Estalló a selfies en los reflejos callejeros mucho antes del reinado de Instagram: Vivian Maier (Nueva York, 1926-2009) quería saber quién era y lo descubría en los charcos de lluvia, en los rotos de los espejos, en el perfil de su sombra por el suelo -despegada de sus pies, como la de Peter Pan-. Esos retratos raros son las migas de pan que dejó de sí misma a la historia. Maier con sus sombreros de alas anchas, con sus camisas masculinas, sus faldas beatas, sus cabellos cortos. Maier, toda impenetrable, como el ojo secreto y caminante de la calle.
No tenía familia. No se sabe nada de ella: nada más que fue niñera cuarenta años y que cobraba muy poco, pero que pedía siempre ponerle un candado a su habitación. Llevaba siempre una cámara colgada del cuello -como un lastre, un amuleto o un amor inevitable- pero nadie le preguntó jamás qué hacía con ese artefacto. Porque a nadie le interesaba. A ratos se escapaba, silenciosa, a enlatar el mundo con su Rolleiflex, con ese sonido que hacen las fundas de las gafas cuando se cierran y amenazan con pillar los dedos.
La América urbana
Capturaba a los mendigos destruidos, a los niños con lágrimas y churretes, a los obreros al solano. También a las niñas monas de raya al lado que posaban con las manos bajo la barbilla en las ventanas de los coches. Ponía en pause a los chicos negros de labios de corazón, a las señoras leyendo el periódico, a las crías que correteaban los museos. Stop a los besos en los portales y a las palomas revolucionadas. El mundo -vulgar o maravilloso- de los otros no eran el suyo: ella sólo se asomaba por unas rendijas. Vivía en la frontera del umbral. Era el escalón que se salta antes de pisar la América urbana: una escena de Nueva York o Chicago, quién sabe en qué tramo de 1950 a 1980.
El mundo -vulgar o maravilloso- de los otros no eran el suyo: ella sólo se asomaba por unas rendijas, vivía en la frontera del umbral
Maier encarnaba la sensibilidad europea de mujer liberal e independiente. Tan autónoma era que casi se hizo invisible: no tenía amigos, no hablaba con nadie. A nadie le constaba que hacía fotos de manera tan secreta y obsesiva. Guardaba celosamente sus negativos -el conjunto de su obra fotográfica asciende a unos 12.000- y la mayoría de ellos quedaron sin revelar.

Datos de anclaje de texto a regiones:

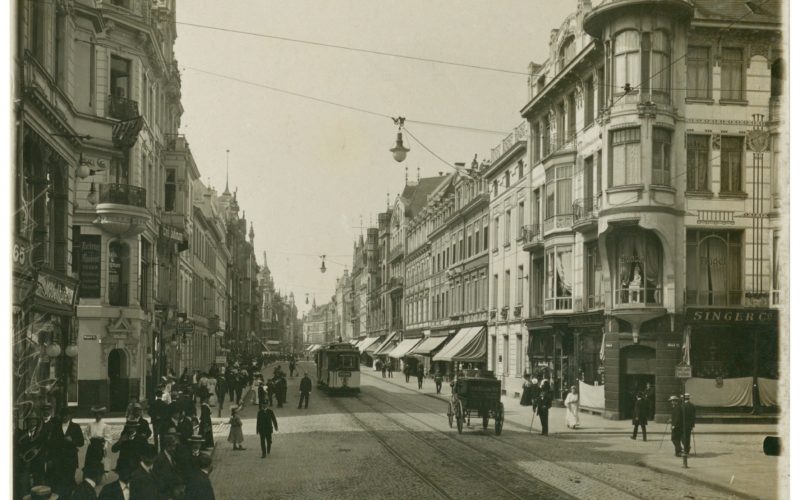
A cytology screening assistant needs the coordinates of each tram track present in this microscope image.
[332,390,578,499]
[362,376,727,500]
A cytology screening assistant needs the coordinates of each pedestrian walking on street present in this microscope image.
[83,406,111,470]
[669,396,683,457]
[297,372,311,410]
[631,392,650,441]
[228,406,244,450]
[256,404,278,458]
[185,455,216,500]
[681,393,697,455]
[128,444,159,500]
[564,385,580,429]
[536,380,553,436]
[200,396,214,448]
[71,459,105,500]
[47,408,83,498]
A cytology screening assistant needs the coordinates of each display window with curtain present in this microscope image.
[609,229,663,307]
[544,246,574,312]
[686,229,743,306]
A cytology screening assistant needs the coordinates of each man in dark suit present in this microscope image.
[72,462,105,500]
[186,455,216,500]
[98,463,136,500]
[47,408,84,498]
[681,393,697,455]
[128,444,159,500]
[297,372,311,409]
[669,396,683,457]
[153,434,181,496]
[147,387,169,456]
[256,403,278,458]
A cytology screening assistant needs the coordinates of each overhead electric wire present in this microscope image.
[175,21,529,76]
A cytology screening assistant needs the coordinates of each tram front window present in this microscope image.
[339,354,357,370]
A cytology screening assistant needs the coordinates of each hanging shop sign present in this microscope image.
[80,235,101,298]
[35,269,78,313]
[686,307,778,325]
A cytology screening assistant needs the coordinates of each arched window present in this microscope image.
[614,30,642,94]
[611,229,662,307]
[108,241,130,306]
[558,35,575,71]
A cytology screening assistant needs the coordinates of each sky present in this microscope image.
[175,0,577,312]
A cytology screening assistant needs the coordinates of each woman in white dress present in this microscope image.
[84,406,111,471]
[564,385,580,429]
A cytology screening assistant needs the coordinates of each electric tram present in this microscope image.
[314,342,361,393]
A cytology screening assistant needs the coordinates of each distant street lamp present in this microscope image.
[389,116,411,163]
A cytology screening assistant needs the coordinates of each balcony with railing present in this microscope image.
[108,283,128,306]
[522,224,544,252]
[572,196,600,231]
[94,183,150,236]
[491,121,529,163]
[106,95,139,121]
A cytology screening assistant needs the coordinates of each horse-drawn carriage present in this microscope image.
[447,370,504,436]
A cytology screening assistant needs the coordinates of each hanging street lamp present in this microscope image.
[389,116,411,163]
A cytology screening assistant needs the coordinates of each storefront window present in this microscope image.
[612,230,662,307]
[686,229,742,306]
[108,241,130,306]
[544,246,573,311]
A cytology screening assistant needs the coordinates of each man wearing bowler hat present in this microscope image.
[47,408,83,498]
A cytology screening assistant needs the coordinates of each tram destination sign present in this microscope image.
[686,307,778,325]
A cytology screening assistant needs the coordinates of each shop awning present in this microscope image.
[389,339,420,359]
[433,326,486,362]
[358,337,381,354]
[408,337,447,356]
[373,332,399,356]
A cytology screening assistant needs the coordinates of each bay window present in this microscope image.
[686,45,711,99]
[651,127,672,186]
[686,229,742,306]
[686,134,709,192]
[610,229,662,306]
[608,127,642,187]
[614,30,641,94]
[720,136,744,193]
[544,246,573,311]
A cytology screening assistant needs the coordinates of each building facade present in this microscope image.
[522,0,785,418]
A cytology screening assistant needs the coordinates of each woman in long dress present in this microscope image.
[228,406,244,450]
[84,406,111,470]
[564,385,580,429]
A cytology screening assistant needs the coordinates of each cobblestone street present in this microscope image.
[198,363,777,499]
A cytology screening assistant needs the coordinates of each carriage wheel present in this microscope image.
[447,401,453,428]
[494,403,505,436]
[456,401,464,434]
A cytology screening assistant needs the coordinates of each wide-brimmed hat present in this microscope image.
[22,485,58,500]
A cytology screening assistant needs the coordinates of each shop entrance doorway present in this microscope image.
[620,345,656,418]
[108,349,128,411]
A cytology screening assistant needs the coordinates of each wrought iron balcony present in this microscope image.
[98,184,147,208]
[106,95,139,121]
[522,224,542,251]
[572,196,600,225]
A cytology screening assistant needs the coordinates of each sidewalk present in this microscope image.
[362,369,788,498]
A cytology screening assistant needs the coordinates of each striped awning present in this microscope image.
[433,326,487,362]
[408,337,447,356]
[373,332,400,356]
[389,339,421,359]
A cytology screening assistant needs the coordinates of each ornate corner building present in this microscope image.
[516,0,787,418]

POR HACER:
1: Según el texto sobre Vivian Maier, ¿en qué trabajó ella durante cuarenta años?
2: Escribe la continuación del texto sobre Vivian Maier a partir de su última frase.

RESPUESTAS POR TAREA:
1: Trabajó como niñera.

2:
Maier en carretes sin dueño
Ochenta fotografías inéditas salen ahora a la luz en In Her Own Hands, una muestra comisariada por Anne Morin en la Fundación Foto Colectania. Ahí sus blancos y negros, sus imágenes en color y sus películas en súper8. Sus recuerdos -los flashes de su vida- vieron el mundo cuando John Maloof -en 2007 era un historiador aficionado de 27 años- compró, más por azar que por otra cosa, sus cajas de negativos en uno de esos mercadillos olvidados de Chicago: ahí estaba Maier, en unas cajas viejas. Quién iba a imaginar que trastocaría así la historia de la fotografía.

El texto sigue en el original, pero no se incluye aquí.